EXCERPT TO READ
Oil Spills and Marine Pollution

Key Facts

Aspect Detail
Major global incidents Deepwater Horizon (Gulf of Mexico, 2010); Exxon Valdez (Alaska, 1989); MV Wakashio (Mauritius, 2020)
India-specific Mumbai oil spill (2010, MSC Chitra collision); Chennai oil spill (2017, two ships collided)
Impact Marine ecosystem destruction, fishery collapse, contamination of coastline, long-term environmental damage
India's framework National Oil Spill Disaster Contingency Plan (NOS-DCP) under the Indian Coast Guard; Coast Guard is the Central Coordinating Authority for oil spill response at sea
International conventions MARPOL Convention (prevention of pollution from ships); International Convention on Oil Pollution Preparedness, Response and Co-operation (OPRC, 1990)

Hazardous Waste Management

Regulatory Framework

Regulation Key Provisions
Hazardous and Other Wastes (Management and Transboundary Movement) Rules, 2016 Defines hazardous waste; requires authorisation for generation, storage, treatment, and disposal; regulates transboundary movement
Basel Convention (1989) International treaty to reduce movement of hazardous waste between nations — particularly from developed to developing countries; India is a party
E-waste (Management) Rules, 2016 Addresses electronic waste through Extended Producer Responsibility (EPR)
Biomedical Waste Management Rules, 2016 Regulates handling, treatment, and disposal of biomedical waste from healthcare facilities

For Mains: India's hazardous waste management faces challenges of illegal dumping, inadequate treatment facilities, and weak enforcement. The ship-breaking industry at Alang (Gujarat) — the world's largest ship-breaking yard — raises serious concerns about worker safety and toxic waste management. The Supreme Court has issued several directions on ship-breaking safety and environmental compliance.

PROBLEMS AND TASKS
1. Decide whether each statement below agrees with the notes on oil spills and hazardous waste. Answer yes or no for each, and quote the words from the notes that settle it.
(a) The Exxon Valdez spill occurred in Alaska in 1989.
(b) The Chennai oil spill was caused by a collision involving the MSC Chitra.
(c) India is not a party to the Basel Convention.
2. Duplicate the passage of the notes on oil spills and hazardous waste from "Aspect Detail" up to and including "Co-operation (OPRC, 1990)".
3. Pick up the notes on oil spills and hazardous waste after their last sentence and continue them.

PROVIDED DATA

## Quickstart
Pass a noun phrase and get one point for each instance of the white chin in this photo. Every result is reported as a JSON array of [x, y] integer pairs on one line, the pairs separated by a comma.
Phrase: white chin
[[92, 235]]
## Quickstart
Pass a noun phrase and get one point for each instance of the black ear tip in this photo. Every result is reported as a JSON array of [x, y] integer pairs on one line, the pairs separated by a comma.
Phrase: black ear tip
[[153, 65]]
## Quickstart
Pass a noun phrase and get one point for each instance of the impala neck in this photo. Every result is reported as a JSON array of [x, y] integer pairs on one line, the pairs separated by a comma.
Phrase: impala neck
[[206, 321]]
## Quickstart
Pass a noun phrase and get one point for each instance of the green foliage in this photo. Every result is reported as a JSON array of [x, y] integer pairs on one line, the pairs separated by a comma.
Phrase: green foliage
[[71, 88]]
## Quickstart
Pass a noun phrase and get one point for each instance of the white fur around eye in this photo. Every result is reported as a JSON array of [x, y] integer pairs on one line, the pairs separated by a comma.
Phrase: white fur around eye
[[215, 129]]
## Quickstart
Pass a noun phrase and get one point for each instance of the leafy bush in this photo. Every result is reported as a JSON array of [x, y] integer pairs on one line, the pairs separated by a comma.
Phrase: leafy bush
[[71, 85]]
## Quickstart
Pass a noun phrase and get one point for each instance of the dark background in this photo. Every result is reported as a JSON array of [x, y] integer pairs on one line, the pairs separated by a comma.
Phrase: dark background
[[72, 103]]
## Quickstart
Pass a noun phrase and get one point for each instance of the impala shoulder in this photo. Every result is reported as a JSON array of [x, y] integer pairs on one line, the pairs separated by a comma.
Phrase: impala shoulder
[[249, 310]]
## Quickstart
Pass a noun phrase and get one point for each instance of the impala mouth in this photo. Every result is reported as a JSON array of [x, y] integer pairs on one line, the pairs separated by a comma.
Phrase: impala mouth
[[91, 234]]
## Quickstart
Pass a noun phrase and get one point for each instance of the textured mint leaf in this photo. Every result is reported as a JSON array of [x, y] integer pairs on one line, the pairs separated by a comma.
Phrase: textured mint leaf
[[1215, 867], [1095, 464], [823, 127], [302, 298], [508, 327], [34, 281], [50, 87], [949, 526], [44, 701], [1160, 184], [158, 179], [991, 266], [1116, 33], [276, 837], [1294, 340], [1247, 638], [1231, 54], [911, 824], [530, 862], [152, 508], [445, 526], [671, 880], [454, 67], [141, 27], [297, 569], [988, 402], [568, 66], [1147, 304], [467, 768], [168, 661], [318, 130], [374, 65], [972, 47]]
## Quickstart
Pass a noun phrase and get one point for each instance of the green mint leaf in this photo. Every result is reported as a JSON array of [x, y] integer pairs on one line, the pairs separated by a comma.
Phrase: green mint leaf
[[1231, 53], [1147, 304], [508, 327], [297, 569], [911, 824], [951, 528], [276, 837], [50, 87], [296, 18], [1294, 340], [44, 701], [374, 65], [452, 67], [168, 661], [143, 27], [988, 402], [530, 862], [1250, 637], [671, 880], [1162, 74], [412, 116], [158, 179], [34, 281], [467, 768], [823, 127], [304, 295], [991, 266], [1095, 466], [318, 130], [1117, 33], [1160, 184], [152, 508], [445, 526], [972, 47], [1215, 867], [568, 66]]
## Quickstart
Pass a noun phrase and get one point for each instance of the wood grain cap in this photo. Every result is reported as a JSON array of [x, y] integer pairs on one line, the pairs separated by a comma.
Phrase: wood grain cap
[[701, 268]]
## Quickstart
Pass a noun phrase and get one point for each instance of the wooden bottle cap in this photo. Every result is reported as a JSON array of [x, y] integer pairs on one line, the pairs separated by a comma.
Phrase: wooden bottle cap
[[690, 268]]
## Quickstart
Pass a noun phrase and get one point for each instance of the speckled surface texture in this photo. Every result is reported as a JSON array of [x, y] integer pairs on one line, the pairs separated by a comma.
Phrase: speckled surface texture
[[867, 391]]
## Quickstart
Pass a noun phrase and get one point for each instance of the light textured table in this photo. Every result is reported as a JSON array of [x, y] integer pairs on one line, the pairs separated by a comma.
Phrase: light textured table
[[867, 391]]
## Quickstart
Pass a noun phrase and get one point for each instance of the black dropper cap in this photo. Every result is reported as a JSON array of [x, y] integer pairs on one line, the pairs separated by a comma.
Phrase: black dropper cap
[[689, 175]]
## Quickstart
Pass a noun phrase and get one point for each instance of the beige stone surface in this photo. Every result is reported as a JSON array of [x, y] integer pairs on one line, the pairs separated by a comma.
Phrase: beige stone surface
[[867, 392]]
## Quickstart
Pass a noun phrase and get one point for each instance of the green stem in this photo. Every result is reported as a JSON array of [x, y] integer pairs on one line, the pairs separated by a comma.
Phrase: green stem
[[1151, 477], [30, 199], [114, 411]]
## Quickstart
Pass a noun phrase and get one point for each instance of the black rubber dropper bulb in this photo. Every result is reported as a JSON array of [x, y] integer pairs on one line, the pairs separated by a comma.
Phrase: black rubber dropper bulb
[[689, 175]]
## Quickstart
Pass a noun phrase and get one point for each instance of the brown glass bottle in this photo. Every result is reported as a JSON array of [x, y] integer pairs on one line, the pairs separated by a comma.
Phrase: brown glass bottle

OUTPUTS FOR THE TASKS
1.
(a) Yes: "Exxon Valdez (Alaska, 1989)"
(b) No: "Chennai oil spill (2017, two ships collided)" and "Mumbai oil spill (2010, MSC Chitra collision)"
(c) No: "India is a party"

2.
Aspect Detail
Major global incidents Deepwater Horizon (Gulf of Mexico, 2010); Exxon Valdez (Alaska, 1989); MV Wakashio (Mauritius, 2020)
India-specific Mumbai oil spill (2010, MSC Chitra collision); Chennai oil spill (2017, two ships collided)
Impact Marine ecosystem destruction, fishery collapse, contamination of coastline, long-term environmental damage
India's framework National Oil Spill Disaster Contingency Plan (NOS-DCP) under the Indian Coast Guard; Coast Guard is the Central Coordinating Authority for oil spill response at sea
International conventions MARPOL Convention (prevention of pollution from ships); International Convention on Oil Pollution Preparedness, Response and Co-operation (OPRC, 1990)

3.
Key Terms for Quick Revision

Term Meaning
MIC Methyl Isocyanate — the chemical that leaked in the Bhopal Gas Tragedy (1984)
MAH installation Major Accident Hazard installation — industrial units using or storing hazardous chemicals above threshold quantities
INES International Nuclear Event Scale — ranges from Level 0 (no safety significance) to Level 7 (major accident)
AERB Atomic Energy Regulatory Board — India's nuclear safety regulator, established 1983
NBC 2016 National Building Code of India 2016 — published by BIS; Part 4 covers Fire and Life Safety
NDMA National Disaster Management Authority — apex body for disaster management, chaired by the Prime Minister
NOS-DCP National Oil Spill Disaster Contingency Plan — under the Indian Coast Guard
MSDS Material Safety Data Sheet — document containing information on hazardous chemicals, required at all chemical facilities
Defence in depth Nuclear safety principle — multiple independent layers of protection to prevent accidents
Containment structure Sealed structure around a nuclear reactor designed to prevent radioactive release in case of an accident

Exam Strategy

For Mains Answer Writing: Questions on man-made disasters invariably test the governance and regulatory angle. Always cite the specific regulatory failure — not just the disaster event. For Bhopal, discuss the Factories Act amendments, the Environment Protection Act (1986), and the continuing failure of enforcement. For nuclear safety, discuss the AERB independence issue. For fire safety, discuss the NBC being merely recommendatory and the massive deficit in fire stations. Use case studies (Bhopal, Visakhapatnam, Uphaar, Surat coaching fire) to illustrate systemic failures.

For Prelims: Key dates and facts — Bhopal (1984, MIC, Union Carbide), AERB (established 1983), NBC 2016 (Part 4 — Fire and Life Safety, published by BIS), INES scale (Level 7 for Chernobyl and Fukushima), Civil Liability for Nuclear Damage Act (2010, operator cap Rs 1,500 crore), Environment Protection Act (1986 — post-Bhopal).